### What needs to be done
Return the data below exactly, but only from the line containing "Query: wet sand" through the line containing "Task: point to the beach.", with both of those lines included.

### Entries provided

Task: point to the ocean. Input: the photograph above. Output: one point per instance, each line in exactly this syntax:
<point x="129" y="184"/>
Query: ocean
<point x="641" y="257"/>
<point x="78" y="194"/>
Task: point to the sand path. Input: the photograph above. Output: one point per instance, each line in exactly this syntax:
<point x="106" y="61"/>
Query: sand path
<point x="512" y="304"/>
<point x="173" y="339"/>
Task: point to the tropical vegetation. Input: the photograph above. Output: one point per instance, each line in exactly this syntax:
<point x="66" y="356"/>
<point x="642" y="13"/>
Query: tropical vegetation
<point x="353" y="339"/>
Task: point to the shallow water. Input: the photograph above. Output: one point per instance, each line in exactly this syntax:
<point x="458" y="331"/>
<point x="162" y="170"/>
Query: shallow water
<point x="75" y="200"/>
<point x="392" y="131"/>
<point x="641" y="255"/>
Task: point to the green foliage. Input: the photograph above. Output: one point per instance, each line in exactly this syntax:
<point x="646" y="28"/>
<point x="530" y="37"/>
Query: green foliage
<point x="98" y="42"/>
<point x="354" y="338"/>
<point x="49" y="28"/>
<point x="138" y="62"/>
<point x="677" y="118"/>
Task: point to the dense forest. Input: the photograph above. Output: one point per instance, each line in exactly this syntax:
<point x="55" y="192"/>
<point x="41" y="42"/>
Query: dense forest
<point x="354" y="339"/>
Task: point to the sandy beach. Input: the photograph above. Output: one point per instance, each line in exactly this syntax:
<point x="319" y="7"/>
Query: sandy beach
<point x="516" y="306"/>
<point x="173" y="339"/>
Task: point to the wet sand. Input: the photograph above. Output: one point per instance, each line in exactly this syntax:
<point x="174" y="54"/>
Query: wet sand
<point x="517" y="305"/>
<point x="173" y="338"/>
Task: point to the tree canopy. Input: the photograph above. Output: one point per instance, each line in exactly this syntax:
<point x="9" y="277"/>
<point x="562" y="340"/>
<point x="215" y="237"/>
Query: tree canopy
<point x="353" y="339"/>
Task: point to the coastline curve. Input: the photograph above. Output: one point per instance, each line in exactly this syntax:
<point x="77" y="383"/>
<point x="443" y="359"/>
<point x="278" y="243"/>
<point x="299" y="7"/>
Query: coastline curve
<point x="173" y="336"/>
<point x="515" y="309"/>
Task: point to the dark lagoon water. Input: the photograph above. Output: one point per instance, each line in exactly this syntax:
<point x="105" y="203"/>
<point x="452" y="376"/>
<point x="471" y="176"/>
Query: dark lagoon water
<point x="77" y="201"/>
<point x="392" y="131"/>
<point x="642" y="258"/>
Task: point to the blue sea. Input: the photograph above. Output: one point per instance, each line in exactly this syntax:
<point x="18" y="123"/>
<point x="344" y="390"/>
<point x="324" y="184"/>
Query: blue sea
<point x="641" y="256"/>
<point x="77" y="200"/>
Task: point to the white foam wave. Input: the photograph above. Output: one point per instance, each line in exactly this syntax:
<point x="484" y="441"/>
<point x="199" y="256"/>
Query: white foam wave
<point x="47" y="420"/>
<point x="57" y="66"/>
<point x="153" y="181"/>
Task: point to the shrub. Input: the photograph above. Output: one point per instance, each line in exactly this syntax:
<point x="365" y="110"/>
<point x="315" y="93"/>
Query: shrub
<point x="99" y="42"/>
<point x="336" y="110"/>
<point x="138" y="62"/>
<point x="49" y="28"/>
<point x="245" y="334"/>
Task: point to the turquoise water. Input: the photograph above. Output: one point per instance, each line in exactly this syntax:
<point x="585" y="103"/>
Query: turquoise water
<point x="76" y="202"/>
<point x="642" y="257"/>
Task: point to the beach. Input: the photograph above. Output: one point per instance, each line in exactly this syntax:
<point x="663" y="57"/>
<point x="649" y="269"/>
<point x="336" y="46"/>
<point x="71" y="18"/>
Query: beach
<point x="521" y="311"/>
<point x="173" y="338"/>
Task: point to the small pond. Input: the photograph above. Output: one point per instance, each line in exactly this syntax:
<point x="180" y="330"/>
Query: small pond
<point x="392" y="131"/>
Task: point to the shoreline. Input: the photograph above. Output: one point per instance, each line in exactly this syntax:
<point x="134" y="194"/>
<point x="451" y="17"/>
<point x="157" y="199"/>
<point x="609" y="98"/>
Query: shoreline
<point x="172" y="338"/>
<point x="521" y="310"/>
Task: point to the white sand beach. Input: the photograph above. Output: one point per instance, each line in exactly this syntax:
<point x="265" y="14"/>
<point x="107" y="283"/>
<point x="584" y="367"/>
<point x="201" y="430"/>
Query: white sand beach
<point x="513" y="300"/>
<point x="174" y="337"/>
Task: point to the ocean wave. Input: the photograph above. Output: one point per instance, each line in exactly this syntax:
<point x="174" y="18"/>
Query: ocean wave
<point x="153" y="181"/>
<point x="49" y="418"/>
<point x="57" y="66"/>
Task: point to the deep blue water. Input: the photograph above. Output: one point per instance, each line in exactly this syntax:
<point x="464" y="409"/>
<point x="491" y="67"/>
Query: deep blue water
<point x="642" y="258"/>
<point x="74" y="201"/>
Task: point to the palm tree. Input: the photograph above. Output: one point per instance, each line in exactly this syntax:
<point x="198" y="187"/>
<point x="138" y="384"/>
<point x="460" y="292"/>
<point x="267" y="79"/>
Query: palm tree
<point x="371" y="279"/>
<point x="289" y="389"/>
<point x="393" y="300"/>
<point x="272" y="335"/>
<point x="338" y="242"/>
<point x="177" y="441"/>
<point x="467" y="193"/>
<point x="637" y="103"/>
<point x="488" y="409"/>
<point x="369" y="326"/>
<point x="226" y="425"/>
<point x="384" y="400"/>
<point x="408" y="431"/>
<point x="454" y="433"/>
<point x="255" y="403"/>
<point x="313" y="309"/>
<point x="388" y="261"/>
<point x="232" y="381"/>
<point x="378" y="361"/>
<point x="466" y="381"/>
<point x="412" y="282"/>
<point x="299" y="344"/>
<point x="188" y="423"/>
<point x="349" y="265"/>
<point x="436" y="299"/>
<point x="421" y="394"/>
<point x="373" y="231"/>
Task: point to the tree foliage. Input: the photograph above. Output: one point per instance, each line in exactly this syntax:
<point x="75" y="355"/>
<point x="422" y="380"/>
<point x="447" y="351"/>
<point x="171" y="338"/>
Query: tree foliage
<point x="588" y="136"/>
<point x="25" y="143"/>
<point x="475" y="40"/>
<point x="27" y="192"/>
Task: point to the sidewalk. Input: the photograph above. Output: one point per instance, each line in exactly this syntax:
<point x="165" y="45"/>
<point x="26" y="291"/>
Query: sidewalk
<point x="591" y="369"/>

### Written solution
Query: wet sand
<point x="517" y="305"/>
<point x="173" y="338"/>
Task: point to the tree canopy. Input: the photograph above. Output: one point per instance, each line in exactly this syntax:
<point x="9" y="277"/>
<point x="562" y="340"/>
<point x="215" y="237"/>
Query: tree canopy
<point x="353" y="339"/>
Task: point to the coastline curve. Input: the photograph above. Output: one point per instance, each line in exactly this syntax:
<point x="77" y="383"/>
<point x="443" y="359"/>
<point x="278" y="243"/>
<point x="299" y="7"/>
Query: coastline curve
<point x="173" y="336"/>
<point x="515" y="309"/>
Task: point to the dark lagoon water. Input: the photograph above. Output: one point per instance, each line in exactly this syntax:
<point x="105" y="203"/>
<point x="452" y="376"/>
<point x="471" y="176"/>
Query: dark lagoon water
<point x="77" y="201"/>
<point x="392" y="131"/>
<point x="642" y="258"/>
Task: point to the blue sea. Input: the photograph above. Output: one point per instance, each line in exactly this syntax:
<point x="18" y="123"/>
<point x="344" y="390"/>
<point x="324" y="184"/>
Query: blue sea
<point x="641" y="256"/>
<point x="77" y="200"/>
Task: point to the white foam wave. Input: the photograph above. Output: one point per instance, each line in exactly this syntax:
<point x="484" y="441"/>
<point x="199" y="256"/>
Query: white foam wave
<point x="47" y="420"/>
<point x="57" y="66"/>
<point x="153" y="181"/>
Task: point to the shrub. Input: the photograph above. Output: one point per instance, each line in exactly this syntax:
<point x="365" y="110"/>
<point x="315" y="93"/>
Query: shrub
<point x="99" y="42"/>
<point x="336" y="110"/>
<point x="138" y="62"/>
<point x="49" y="28"/>
<point x="245" y="334"/>
Task: point to the turquoise water. Input: the photograph above. Output: one point per instance, each line in exactly this syntax:
<point x="585" y="103"/>
Query: turquoise water
<point x="76" y="202"/>
<point x="642" y="257"/>
Task: point to the beach. Input: the photograph above. Output: one point per instance, each line in exactly this syntax:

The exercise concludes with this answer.